_Exercise directions_. Print the text of every item below without changing a word, and leave the pictures out.

• • •

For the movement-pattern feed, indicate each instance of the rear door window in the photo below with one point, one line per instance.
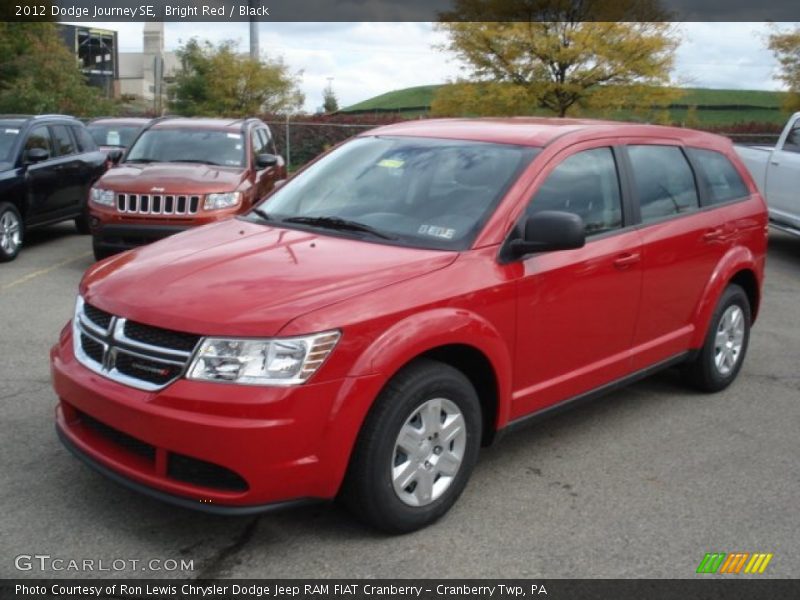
(663, 181)
(39, 137)
(723, 180)
(587, 185)
(62, 141)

• • •

_Solution_.
For the movement-pattern feed, indicate each instance of the rear door window in the photo below with one point, one line per instance.
(663, 181)
(39, 137)
(723, 180)
(587, 185)
(62, 141)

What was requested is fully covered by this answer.